* WHAT TO DO *
Render every line of the records below as a JSON list of strings, one string per line, leaving out blank lines.

* SUPPLIED MATERIAL *
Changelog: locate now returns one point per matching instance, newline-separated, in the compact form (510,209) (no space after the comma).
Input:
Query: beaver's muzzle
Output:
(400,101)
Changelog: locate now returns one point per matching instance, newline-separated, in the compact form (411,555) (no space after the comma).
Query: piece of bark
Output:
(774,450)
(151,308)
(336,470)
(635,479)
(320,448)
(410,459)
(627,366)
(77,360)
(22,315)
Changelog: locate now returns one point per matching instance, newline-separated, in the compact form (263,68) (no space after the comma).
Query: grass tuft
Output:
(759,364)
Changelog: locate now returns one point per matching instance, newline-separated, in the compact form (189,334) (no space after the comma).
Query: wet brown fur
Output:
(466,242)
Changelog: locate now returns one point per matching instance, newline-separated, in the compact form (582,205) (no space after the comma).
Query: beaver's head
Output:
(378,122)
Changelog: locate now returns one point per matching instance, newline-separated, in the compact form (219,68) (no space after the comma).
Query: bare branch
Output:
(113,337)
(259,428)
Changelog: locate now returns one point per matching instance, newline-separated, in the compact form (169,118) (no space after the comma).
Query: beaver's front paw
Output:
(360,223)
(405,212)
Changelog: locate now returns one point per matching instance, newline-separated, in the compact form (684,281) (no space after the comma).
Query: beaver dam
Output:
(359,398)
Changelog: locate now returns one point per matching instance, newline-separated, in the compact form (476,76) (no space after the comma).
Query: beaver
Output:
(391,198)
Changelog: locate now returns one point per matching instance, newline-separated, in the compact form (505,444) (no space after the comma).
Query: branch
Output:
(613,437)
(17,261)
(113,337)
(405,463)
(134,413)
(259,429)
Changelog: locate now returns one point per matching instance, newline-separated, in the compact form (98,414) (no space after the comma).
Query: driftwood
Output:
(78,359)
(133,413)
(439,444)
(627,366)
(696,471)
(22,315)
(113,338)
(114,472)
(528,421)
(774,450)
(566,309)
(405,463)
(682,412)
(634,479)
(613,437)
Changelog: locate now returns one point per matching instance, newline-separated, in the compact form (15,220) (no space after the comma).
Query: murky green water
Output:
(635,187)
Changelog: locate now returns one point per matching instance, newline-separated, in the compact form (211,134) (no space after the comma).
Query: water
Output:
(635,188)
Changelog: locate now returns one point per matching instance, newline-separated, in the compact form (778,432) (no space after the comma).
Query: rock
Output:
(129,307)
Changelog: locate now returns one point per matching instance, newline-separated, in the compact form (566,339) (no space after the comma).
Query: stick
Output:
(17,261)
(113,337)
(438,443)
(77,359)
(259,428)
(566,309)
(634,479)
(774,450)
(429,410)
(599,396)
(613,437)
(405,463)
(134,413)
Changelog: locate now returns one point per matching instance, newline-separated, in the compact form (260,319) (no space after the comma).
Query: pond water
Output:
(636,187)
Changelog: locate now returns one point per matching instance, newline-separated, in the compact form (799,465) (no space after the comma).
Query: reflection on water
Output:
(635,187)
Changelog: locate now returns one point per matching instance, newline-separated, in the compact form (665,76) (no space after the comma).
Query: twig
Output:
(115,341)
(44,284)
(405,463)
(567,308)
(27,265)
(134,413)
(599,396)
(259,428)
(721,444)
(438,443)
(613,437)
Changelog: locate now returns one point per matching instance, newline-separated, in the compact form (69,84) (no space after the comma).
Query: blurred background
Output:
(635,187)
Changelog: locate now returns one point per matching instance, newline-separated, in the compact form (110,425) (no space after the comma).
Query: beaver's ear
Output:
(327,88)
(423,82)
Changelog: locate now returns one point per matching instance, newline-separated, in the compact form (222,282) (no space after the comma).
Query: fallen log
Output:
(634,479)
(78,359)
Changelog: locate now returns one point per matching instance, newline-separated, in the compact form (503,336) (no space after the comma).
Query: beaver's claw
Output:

* RESULT OF THE TASK *
[
  "Changelog: locate now returns one point per matching instance, newline-separated, in the compact form (510,209) (no space after the comma).",
  "Input:",
  "Query: beaver's muzzle",
  "Output:",
  "(400,101)",
  "Changelog: locate now returns one point per matching instance, newline-separated, in the compact form (411,555) (no space after the comma).",
  "Query: piece of bark",
  "Output:",
  "(774,450)",
  "(151,308)",
  "(336,470)",
  "(635,479)",
  "(320,448)",
  "(410,459)",
  "(627,366)",
  "(77,360)",
  "(22,315)",
  "Changelog: locate now returns one point per matching instance, newline-separated, in the compact form (263,68) (no space after the comma).",
  "Query: grass tuft",
  "Output:",
  "(759,364)",
  "Changelog: locate now returns one point per matching instance, newline-separated, in the compact form (189,334) (no space after the comma).",
  "Query: wet brown fur",
  "Output:",
  "(466,242)",
  "Changelog: locate now returns one point per matching instance, newline-separated, in the compact form (582,205) (no space after the comma).",
  "Query: beaver's head",
  "Output:",
  "(378,122)",
  "Changelog: locate now returns one point per matching instance, newline-separated, in the compact form (219,68) (no space after the comma).",
  "Query: bare branch",
  "Output:",
  "(113,337)",
  "(259,428)",
  "Changelog: locate now returns one point per matching instance, newline-separated, in the compact form (169,118) (no space after the comma).",
  "Query: beaver's front paw",
  "Output:",
  "(360,223)",
  "(405,212)",
  "Changelog: locate now returns one point per matching instance, newline-separated, in the compact form (684,281) (no space after the comma).",
  "Query: beaver dam",
  "Output:",
  "(359,398)",
  "Changelog: locate now returns one point per matching instance, newline-separated, in the compact form (476,76) (no space after the comma).",
  "Query: beaver",
  "Output:",
  "(391,198)",
  "Changelog: locate now returns one point per matching instance, newline-separated, in the compact form (505,444) (no space after the comma).",
  "Query: branch",
  "Output:",
  "(613,437)",
  "(17,261)",
  "(113,337)",
  "(405,463)",
  "(134,413)",
  "(259,429)",
  "Changelog: locate now returns one point per matching instance, newline-separated, in the compact form (98,414) (no space after the comma).",
  "Query: driftwood",
  "Output:",
  "(78,359)",
  "(133,413)",
  "(439,444)",
  "(627,366)",
  "(696,471)",
  "(22,315)",
  "(113,338)",
  "(114,472)",
  "(528,421)",
  "(774,450)",
  "(566,309)",
  "(405,463)",
  "(682,412)",
  "(634,479)",
  "(613,437)",
  "Changelog: locate now returns one point per matching instance, newline-separated, in the compact form (15,220) (no space after the comma).",
  "Query: murky green water",
  "Output:",
  "(635,187)",
  "Changelog: locate now returns one point per matching instance, newline-separated, in the compact form (211,134) (no space after the comma).",
  "Query: water",
  "Output:",
  "(635,188)",
  "Changelog: locate now returns one point per matching instance, newline-separated, in the compact form (778,432) (no space after the comma).",
  "Query: rock",
  "Output:",
  "(129,307)",
  "Changelog: locate now returns one point per matching instance, newline-separated, in the compact form (566,339) (no space after the comma).",
  "Query: stick",
  "Output:",
  "(17,261)",
  "(113,337)",
  "(438,443)",
  "(77,359)",
  "(259,428)",
  "(566,309)",
  "(634,479)",
  "(774,450)",
  "(429,410)",
  "(599,396)",
  "(613,437)",
  "(405,463)",
  "(134,413)",
  "Changelog: locate now returns one point per matching instance, newline-separated, in the compact form (260,319) (no space after the comma).",
  "Query: pond water",
  "Output:",
  "(636,187)",
  "Changelog: locate now returns one point per matching instance, newline-separated, in the compact form (799,465) (no space after the comma).",
  "Query: reflection on water",
  "Output:",
  "(635,187)",
  "Changelog: locate now returns one point per matching instance, newline-separated, in the compact form (665,76) (no space after the comma).",
  "Query: twig",
  "Output:",
  "(115,341)",
  "(44,284)",
  "(405,463)",
  "(567,308)",
  "(27,265)",
  "(134,413)",
  "(599,396)",
  "(259,428)",
  "(721,444)",
  "(438,443)",
  "(613,437)",
  "Changelog: locate now returns one point per matching instance, newline-separated, in the compact form (69,84) (no space after the comma).",
  "Query: blurred background",
  "Output:",
  "(635,187)",
  "Changelog: locate now returns one point per matching instance, newline-separated, in the compact form (110,425) (no space after the comma).",
  "Query: beaver's ear",
  "Output:",
  "(327,88)",
  "(423,82)",
  "Changelog: locate now returns one point per matching instance, newline-separated, in the compact form (222,282) (no space after the comma).",
  "Query: fallen log",
  "Output:",
  "(634,479)",
  "(78,359)",
  "Changelog: locate now returns one point per matching instance, newline-separated, in the compact form (503,336) (no space after the comma).",
  "Query: beaver's claw",
  "Output:"
]